Rechnungshof schockiert die Räte

Wittlich · Stadtrat und Wittlichs Bürgermeister geben nicht auf. Sie wollen herausfinden lassen, ob der Rathausneubau wirtschaftlicher ist als die weitere Anmietung von Flächen im Rathaus. Der Landesrechnungshof ist der Meinung, dass ein Neubau nicht notwendig ist.

 Zu teuer für die Stadt Wittlich? Rund zehn Millionen Euro soll das neue Rathaus kosten. Der Landesrechnungshof Rheinland-Pfalz hält den Bau in der Oberstadt für überflüssig. Foto: I-Stock

Zu teuer für die Stadt Wittlich? Rund zehn Millionen Euro soll das neue Rathaus kosten. Der Landesrechnungshof Rheinland-Pfalz hält den Bau in der Oberstadt für überflüssig. Foto: I-Stock

Wittlich. Der Brief der Aufsichts- und Dienstleistungsdirektion (ADD) Trier traf Wittlichs Bürgermeister Joachim Rodenkirch wie ein Blitz aus heiterem Himmel. Das Schreiben aus Trier ist eine Zusammenfassung eines Briefs des Landesrechnungshofs. Quintessenz der Nachricht: Die Nikolaus-Koch-Stiftung als Vermieterin der Unterkunft von Stadtverwaltung und Stadtwerken möchte künftig nur noch sieben Euro Kaltmiete pro Quadratmeter haben.
Bisher sind es 9,71 Euro. Aufgrund dieses neuen Mietpreises erübrigen sich eine Wirtschaftlichkeitsuntersuchung des Rathausneubaus und das Vorhaben insgesamt. Die Verwaltung solle weiter im Stadthaus untergebracht bleiben (der TV berichtete).
"Ich bin schockiert", sagt angesichts dieser Entwicklung Bürgermeister Joachim Rodenkirch bei einem Pressegespräch im Alten Rathaus. "Es ist ärgerlich, dass sich der Rechnungshof nicht an das abgesprochene Verfahren hält", sagt er. "Es sei nicht in Ordnung, wie mit der Stadt umgegangen wird."
Bereits 500 000 Euro Kosten


Auch die Fraktionsvorsitzenden im Stadtrat sind unabhängig von ihrer politischen Gesinnung unzufrieden. Elfriede Meurer (CDU) verweist darauf, dass die Stadt das Stadthaus gekauft hätte, dies jedoch an den überzogenen Preisvorstellungen der Stiftung gescheitert sei. Joachim Gerke (SPD) erinnert daran, dass sich aufgrund der aktuellen Beschlusslage die Frage nach einem Mietpreis derzeit gar nicht stellt. So wie seine Kollegen und Bürgermeister Joachim Rodenkirch besteht er darauf, dass es eine Wirtschaftlichkeitsberechnung und eine Nutzwertanalyse für das Neubauprojekt gibt. Unabhängig von einem Schreiben des Landesrechnungshofs an die ADD, das der Stadt nicht vorliegt.
Michael Wagner (Bündnis90/Grüne) bringt den Inhalt des Schreibens für sich so auf den Punkt: "Sieben Euro Kaltmiete wiegen stärker als das Ergebnis eines Wirtschaftsgutachten? Das kann nicht sein." Für die FDP fragt Karl-Heinz Grünfelder: "Wie sollen wir den Menschen in der Stadt erklären, was hier geschieht?" Und Klaus Petry (FWG) ist der Ansicht, dass das Land sich wohl den 70-prozentigen Zuschuss zu den Baukosten sparen möchte. "Das Land ist auf Euro-Klau, um die Finanzfront aufrecht zu erhalten."

========================================

AUFGABEN
1. Wiederhole aus dem Artikel zum Wittlicher Rathaus Wort für Wort den Abschnitt, der bei „Rechnungshof schockiert die“ anfängt und bei „nicht notwendig ist.“ aufhört.
2. Beantworte anhand des Artikels zum Wittlicher Rathaus diese Fragen:
(a) Wie hoch ist die Kaltmiete pro Quadratmeter bisher?
(b) Wie viel soll das neue Rathaus ungefähr kosten?
(c) Für welche Partei spricht Elfriede Meurer?
Die Auflistung stammt aus einer anderen Quelle als der Artikel.

========================================

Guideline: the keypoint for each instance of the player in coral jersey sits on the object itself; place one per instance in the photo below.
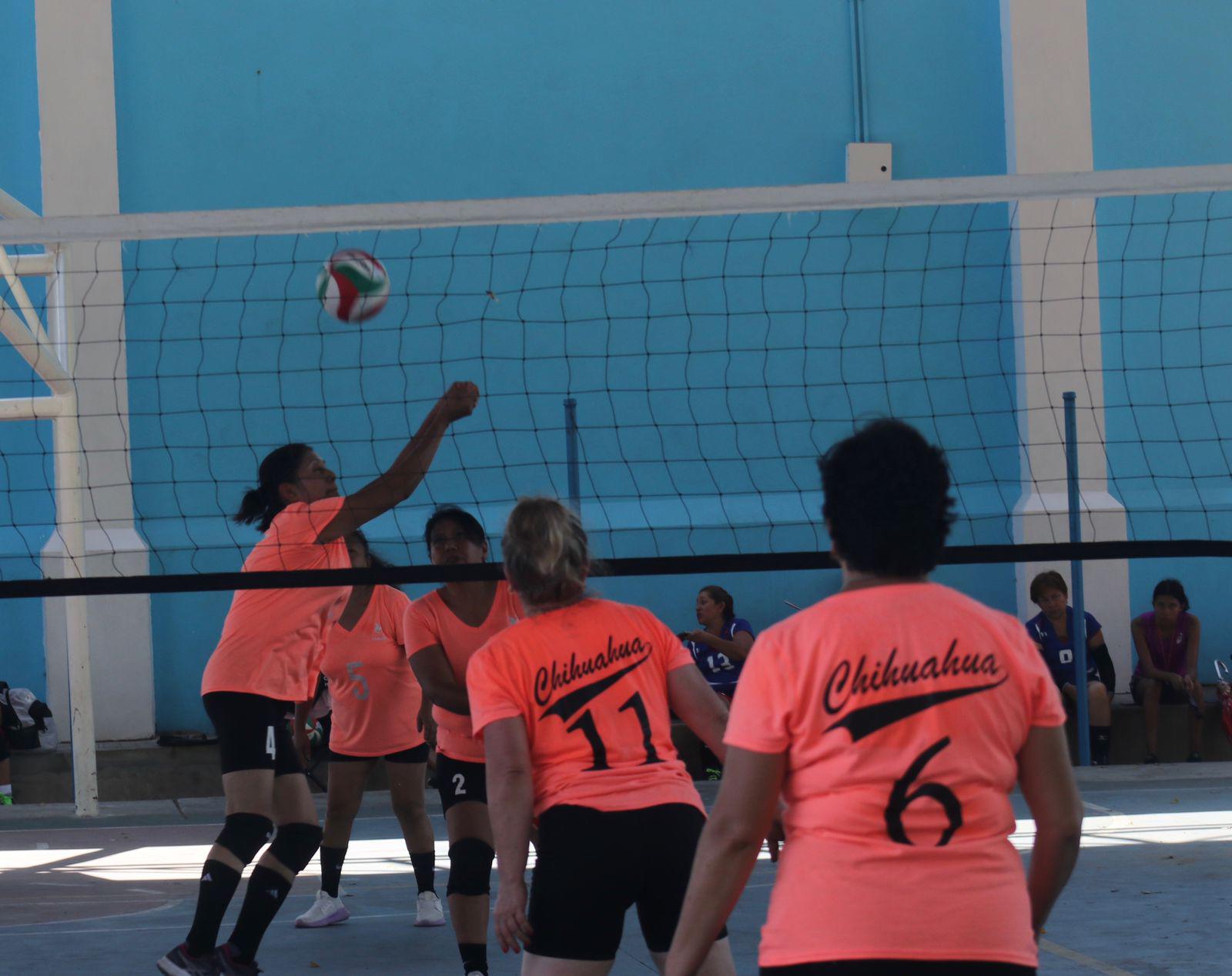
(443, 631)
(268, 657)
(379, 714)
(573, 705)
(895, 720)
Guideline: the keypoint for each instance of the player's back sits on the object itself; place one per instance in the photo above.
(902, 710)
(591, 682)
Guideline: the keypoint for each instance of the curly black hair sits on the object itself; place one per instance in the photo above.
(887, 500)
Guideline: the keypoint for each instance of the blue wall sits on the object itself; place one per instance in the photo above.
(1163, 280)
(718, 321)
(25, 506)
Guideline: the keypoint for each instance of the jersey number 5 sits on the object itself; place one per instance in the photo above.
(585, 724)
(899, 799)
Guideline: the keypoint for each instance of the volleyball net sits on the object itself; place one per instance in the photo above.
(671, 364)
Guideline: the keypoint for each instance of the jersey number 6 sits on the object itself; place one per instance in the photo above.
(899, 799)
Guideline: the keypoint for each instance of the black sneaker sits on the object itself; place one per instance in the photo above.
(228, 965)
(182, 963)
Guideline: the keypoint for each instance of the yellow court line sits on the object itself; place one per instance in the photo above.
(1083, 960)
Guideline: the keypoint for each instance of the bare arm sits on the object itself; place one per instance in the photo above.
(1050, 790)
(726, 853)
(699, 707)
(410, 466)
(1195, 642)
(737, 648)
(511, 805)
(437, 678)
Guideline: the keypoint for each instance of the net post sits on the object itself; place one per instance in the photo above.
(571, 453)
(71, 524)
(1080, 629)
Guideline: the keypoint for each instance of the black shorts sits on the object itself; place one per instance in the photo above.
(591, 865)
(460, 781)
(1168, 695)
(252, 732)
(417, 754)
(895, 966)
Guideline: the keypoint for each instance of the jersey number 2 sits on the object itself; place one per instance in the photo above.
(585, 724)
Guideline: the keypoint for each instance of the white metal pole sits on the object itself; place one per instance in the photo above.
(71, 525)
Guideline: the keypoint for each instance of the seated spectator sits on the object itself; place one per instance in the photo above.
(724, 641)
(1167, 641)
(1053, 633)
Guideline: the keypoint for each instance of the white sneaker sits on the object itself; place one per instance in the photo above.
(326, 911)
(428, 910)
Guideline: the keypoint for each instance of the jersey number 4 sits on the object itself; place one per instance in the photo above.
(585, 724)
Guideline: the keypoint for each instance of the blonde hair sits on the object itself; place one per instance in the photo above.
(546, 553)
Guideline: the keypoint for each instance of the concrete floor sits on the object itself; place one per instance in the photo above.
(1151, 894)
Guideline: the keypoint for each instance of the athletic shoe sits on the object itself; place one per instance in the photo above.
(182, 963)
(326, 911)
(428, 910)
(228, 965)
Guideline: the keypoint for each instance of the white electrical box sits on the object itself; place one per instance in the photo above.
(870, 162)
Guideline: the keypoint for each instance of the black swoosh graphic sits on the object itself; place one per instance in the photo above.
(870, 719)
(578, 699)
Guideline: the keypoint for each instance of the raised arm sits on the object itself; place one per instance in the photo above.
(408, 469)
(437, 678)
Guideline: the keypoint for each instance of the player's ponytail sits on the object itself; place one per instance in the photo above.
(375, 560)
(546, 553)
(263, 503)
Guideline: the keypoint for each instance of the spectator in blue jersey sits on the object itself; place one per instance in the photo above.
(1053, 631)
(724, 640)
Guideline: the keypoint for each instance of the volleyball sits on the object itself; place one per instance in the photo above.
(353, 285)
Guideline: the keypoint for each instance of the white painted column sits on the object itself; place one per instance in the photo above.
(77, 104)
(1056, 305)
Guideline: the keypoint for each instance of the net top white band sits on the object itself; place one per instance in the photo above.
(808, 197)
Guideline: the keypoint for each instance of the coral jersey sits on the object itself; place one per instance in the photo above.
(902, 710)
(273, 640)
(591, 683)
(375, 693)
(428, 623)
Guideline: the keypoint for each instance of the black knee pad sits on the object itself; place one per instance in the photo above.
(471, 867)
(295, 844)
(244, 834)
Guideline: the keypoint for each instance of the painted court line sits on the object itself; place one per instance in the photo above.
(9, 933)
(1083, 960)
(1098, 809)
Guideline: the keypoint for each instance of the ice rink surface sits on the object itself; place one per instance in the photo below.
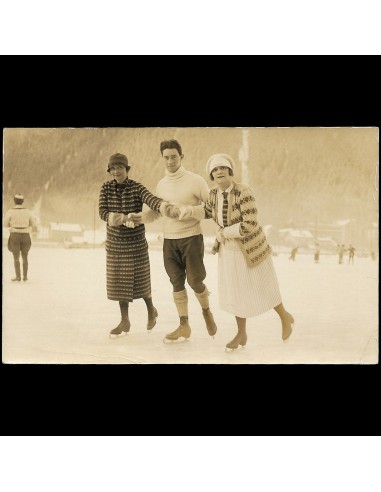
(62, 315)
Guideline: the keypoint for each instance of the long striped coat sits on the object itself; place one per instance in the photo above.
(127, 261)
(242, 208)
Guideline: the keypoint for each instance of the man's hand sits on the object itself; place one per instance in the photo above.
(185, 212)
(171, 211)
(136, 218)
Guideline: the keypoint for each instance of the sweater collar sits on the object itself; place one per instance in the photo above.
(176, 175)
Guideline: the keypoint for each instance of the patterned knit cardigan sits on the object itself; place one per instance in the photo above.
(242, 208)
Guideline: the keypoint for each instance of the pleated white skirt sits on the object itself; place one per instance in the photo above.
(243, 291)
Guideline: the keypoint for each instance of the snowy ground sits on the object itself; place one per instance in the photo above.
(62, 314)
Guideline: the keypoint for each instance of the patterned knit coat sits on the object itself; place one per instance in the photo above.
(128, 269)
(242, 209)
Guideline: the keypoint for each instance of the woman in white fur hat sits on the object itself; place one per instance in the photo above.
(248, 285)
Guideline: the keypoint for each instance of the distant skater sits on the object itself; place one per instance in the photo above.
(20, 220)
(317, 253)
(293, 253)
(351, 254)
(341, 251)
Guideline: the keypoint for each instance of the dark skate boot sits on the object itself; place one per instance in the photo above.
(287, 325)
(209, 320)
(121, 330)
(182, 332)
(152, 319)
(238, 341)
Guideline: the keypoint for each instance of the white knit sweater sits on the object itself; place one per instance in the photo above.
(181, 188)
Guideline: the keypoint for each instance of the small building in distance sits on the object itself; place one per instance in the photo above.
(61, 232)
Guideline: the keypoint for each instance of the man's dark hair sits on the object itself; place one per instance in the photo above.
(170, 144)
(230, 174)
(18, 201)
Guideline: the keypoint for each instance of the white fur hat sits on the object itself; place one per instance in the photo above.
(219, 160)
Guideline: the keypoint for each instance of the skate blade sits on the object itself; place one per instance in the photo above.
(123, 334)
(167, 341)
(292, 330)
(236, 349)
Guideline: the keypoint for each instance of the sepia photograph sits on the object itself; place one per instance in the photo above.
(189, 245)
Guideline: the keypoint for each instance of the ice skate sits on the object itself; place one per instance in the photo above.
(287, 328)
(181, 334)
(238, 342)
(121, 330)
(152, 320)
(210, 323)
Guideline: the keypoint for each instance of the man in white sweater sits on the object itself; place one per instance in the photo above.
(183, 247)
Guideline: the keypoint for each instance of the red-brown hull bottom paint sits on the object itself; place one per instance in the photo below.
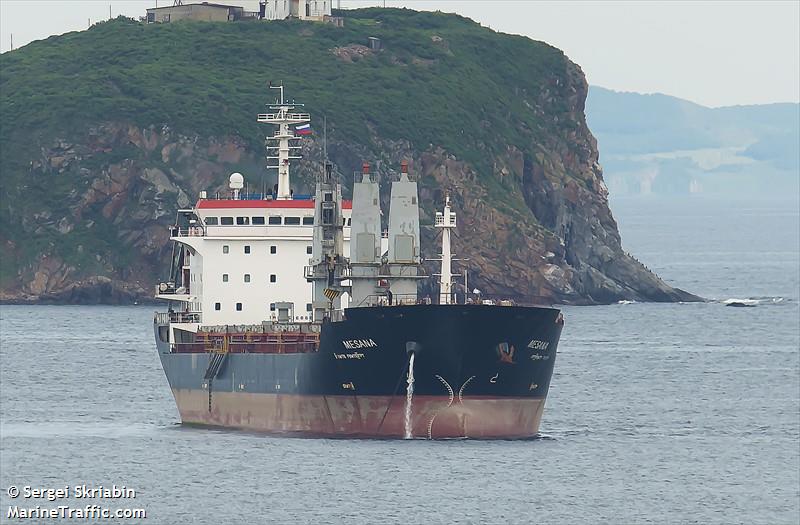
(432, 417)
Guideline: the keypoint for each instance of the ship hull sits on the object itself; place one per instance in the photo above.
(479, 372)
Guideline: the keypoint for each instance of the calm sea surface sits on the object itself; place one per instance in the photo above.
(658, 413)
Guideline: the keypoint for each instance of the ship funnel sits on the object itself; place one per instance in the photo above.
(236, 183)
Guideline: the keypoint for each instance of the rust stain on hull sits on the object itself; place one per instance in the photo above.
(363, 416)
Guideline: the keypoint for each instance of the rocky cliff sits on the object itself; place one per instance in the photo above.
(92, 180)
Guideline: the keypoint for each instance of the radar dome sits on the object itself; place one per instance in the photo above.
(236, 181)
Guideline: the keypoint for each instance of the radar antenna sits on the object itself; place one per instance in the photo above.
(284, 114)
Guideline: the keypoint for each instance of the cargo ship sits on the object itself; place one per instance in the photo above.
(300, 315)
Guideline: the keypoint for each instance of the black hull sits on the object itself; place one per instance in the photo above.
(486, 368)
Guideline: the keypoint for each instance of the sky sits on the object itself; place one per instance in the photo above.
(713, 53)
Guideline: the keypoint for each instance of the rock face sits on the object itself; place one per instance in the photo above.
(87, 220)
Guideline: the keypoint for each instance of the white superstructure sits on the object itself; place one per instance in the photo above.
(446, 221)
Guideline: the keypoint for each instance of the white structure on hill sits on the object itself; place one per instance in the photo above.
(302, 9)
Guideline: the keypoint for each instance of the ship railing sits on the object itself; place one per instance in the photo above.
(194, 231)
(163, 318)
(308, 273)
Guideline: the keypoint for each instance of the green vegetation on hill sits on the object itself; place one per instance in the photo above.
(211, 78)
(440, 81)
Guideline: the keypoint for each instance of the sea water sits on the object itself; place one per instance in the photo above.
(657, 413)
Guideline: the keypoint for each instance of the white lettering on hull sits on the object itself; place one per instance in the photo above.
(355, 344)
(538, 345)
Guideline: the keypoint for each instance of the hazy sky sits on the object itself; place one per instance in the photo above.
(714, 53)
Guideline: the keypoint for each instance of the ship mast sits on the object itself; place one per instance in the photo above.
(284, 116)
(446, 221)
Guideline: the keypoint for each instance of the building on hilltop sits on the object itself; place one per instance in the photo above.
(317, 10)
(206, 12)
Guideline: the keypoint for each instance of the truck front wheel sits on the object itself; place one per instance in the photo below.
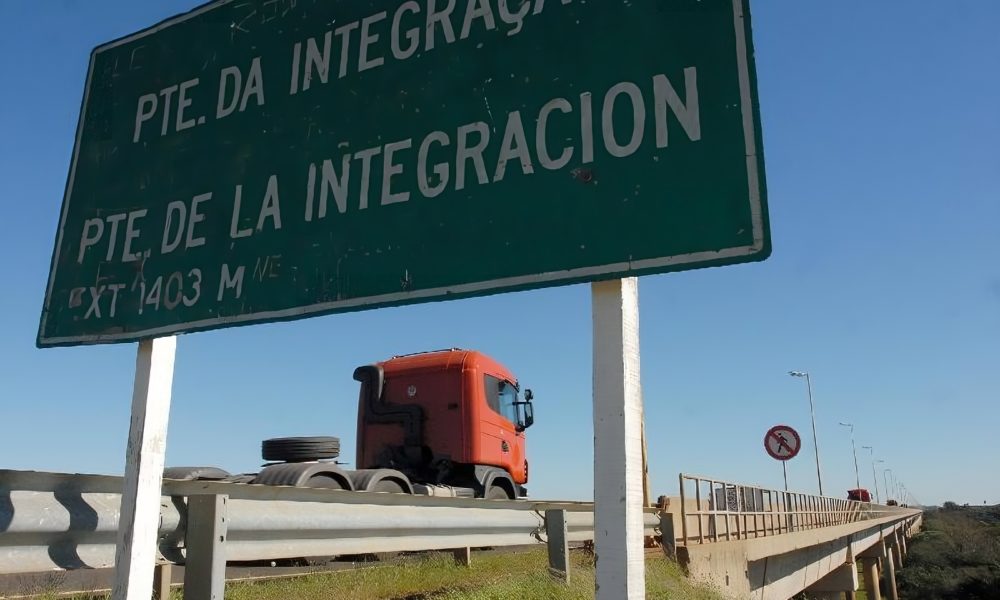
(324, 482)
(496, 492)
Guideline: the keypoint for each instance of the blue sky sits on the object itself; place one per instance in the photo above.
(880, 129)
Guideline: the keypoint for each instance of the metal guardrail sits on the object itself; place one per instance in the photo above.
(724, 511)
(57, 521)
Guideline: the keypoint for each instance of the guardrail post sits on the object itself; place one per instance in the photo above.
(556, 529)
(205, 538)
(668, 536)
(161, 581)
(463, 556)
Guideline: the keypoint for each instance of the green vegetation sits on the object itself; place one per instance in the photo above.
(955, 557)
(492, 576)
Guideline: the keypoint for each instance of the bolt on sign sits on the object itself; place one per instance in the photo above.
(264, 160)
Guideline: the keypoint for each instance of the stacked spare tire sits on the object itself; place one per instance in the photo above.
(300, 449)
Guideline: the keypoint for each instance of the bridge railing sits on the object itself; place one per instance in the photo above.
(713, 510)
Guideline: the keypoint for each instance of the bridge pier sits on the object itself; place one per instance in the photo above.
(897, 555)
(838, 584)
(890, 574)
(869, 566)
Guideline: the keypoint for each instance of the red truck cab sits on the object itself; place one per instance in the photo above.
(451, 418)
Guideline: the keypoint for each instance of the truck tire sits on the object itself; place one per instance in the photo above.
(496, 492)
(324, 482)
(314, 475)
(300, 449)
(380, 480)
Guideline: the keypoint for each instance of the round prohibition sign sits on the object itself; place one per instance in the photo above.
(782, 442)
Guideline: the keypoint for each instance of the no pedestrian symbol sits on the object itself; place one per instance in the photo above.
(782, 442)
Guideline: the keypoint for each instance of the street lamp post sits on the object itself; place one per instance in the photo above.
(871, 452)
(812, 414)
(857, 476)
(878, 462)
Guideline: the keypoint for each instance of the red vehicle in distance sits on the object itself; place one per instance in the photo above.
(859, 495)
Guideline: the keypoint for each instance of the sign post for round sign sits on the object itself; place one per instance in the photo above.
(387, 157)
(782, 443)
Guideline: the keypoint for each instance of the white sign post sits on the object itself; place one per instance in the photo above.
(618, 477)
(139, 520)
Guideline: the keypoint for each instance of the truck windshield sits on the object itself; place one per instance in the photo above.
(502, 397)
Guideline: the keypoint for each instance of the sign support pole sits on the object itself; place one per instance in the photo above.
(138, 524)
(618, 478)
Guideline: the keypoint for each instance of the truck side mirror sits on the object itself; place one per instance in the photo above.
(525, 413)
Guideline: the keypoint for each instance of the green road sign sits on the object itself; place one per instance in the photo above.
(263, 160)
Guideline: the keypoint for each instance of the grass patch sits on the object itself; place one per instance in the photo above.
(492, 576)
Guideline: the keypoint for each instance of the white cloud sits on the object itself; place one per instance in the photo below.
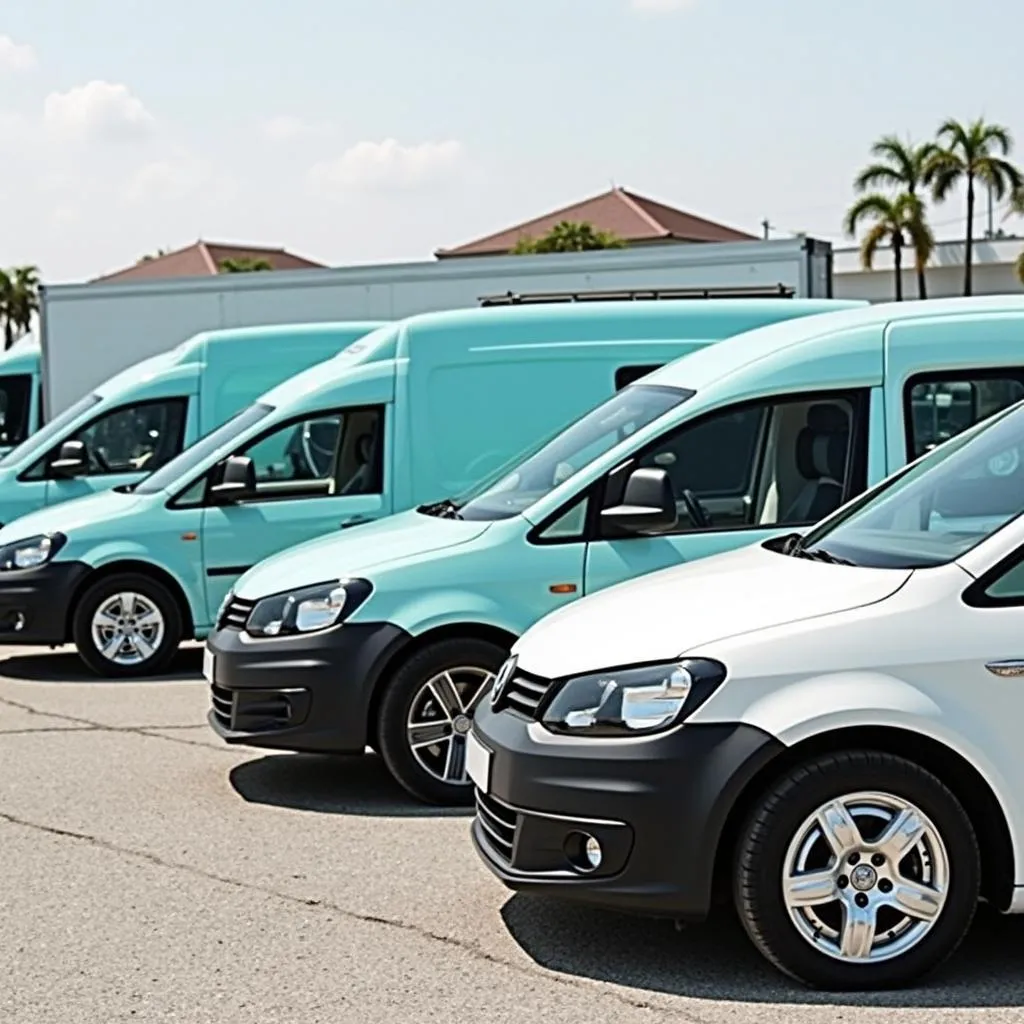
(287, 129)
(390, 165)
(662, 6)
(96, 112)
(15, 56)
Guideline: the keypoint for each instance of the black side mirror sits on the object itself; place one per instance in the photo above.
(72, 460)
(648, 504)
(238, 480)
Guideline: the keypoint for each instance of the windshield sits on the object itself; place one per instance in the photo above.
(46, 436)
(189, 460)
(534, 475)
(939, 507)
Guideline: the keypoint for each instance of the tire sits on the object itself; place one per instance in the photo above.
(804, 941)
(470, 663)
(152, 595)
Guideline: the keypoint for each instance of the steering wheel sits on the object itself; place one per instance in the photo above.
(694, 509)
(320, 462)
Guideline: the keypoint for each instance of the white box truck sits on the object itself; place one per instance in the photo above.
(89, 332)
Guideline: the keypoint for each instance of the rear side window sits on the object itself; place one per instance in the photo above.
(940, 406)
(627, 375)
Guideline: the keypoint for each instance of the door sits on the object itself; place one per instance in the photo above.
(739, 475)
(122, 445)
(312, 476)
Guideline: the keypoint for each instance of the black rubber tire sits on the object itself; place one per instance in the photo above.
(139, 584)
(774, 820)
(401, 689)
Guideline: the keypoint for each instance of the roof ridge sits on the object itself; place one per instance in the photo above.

========================================

ANTWORTEN
1.
Rechnungshof schockiert die Räte

Wittlich · Stadtrat und Wittlichs Bürgermeister geben nicht auf. Sie wollen herausfinden lassen, ob der Rathausneubau wirtschaftlicher ist als die weitere Anmietung von Flächen im Rathaus. Der Landesrechnungshof ist der Meinung, dass ein Neubau nicht notwendig ist.

2.
(a) 9,71 Euro
(b) Rund zehn Millionen Euro
(c) Für die CDU